Set exercise: Find the line containing "Keypoint placement: for each instance of the orange pumpkin". Retype it and every line after it through the end of the entries, exactly as written, with nothing added.
--- begin Information shown ---
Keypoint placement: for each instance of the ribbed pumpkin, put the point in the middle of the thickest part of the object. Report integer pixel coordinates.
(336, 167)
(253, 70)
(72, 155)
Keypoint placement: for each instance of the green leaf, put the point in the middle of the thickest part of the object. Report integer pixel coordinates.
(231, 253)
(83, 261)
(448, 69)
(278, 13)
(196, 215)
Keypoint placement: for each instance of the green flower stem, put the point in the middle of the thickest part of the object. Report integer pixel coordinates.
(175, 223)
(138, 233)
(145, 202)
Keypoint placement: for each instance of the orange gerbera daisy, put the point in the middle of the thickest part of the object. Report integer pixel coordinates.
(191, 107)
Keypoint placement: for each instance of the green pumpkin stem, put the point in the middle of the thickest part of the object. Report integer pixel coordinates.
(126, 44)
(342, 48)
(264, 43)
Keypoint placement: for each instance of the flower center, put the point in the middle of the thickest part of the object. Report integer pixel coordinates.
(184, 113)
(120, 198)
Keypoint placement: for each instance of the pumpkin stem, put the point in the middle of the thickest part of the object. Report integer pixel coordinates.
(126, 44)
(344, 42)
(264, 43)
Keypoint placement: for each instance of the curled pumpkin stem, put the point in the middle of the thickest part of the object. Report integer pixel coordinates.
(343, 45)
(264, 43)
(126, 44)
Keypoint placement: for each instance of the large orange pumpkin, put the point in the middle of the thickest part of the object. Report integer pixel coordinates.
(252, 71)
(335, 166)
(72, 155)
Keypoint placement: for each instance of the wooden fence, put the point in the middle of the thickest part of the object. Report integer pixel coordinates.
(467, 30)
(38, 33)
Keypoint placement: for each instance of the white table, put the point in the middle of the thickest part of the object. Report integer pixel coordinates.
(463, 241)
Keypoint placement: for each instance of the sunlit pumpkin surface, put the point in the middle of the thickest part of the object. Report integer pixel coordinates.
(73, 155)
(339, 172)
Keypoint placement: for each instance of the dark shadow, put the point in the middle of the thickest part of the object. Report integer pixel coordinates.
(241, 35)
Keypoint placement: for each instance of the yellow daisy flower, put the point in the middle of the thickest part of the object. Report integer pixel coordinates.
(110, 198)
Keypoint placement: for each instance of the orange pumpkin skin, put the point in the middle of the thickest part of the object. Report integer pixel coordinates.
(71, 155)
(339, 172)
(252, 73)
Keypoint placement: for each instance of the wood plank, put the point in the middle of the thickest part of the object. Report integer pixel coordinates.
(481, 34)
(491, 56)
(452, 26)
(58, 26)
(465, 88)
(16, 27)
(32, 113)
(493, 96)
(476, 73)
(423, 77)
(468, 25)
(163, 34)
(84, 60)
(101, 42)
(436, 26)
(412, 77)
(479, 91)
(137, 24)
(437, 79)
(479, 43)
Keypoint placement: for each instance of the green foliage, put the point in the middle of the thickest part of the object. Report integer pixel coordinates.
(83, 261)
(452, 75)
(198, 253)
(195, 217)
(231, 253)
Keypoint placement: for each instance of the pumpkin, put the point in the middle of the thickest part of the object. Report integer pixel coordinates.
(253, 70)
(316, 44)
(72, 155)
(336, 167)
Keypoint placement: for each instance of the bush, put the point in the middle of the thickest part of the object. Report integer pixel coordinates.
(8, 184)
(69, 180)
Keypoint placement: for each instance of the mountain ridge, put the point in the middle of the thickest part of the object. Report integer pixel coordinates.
--- end Information shown ---
Finished exercise:
Keypoint placement: for each instance of the orange pumpkin skin, put the point in the middle of the thickest part of the object. Report integer pixel coordinates.
(71, 155)
(339, 172)
(252, 73)
Keypoint placement: for each instance of the wood plank, put the point in the middle of the thickest part of the object. Report integer pixel coordinates.
(481, 34)
(491, 56)
(452, 26)
(58, 26)
(465, 88)
(16, 27)
(32, 113)
(493, 96)
(476, 73)
(423, 77)
(468, 25)
(163, 34)
(84, 60)
(101, 42)
(436, 26)
(412, 77)
(479, 91)
(137, 24)
(437, 79)
(479, 43)
Keypoint placement: for each instance of the green foliage, put the point in the middle of the thickest part of the object. Report integer pixel coordinates.
(83, 261)
(452, 75)
(198, 253)
(195, 217)
(231, 253)
Keypoint placement: for each instance of the pumpkin, put the point in the middle of the thickest part of the object. Report integer pixel coordinates.
(253, 70)
(316, 44)
(72, 155)
(336, 167)
Keypoint placement: for each instance of the bush, put the point in the middle of the thickest part of the object. Report integer pixel coordinates.
(8, 184)
(69, 180)
Keypoint placement: for each instance of the mountain ridge, put the point in the middle of the thickest part of the object. Report integer pixel coordinates.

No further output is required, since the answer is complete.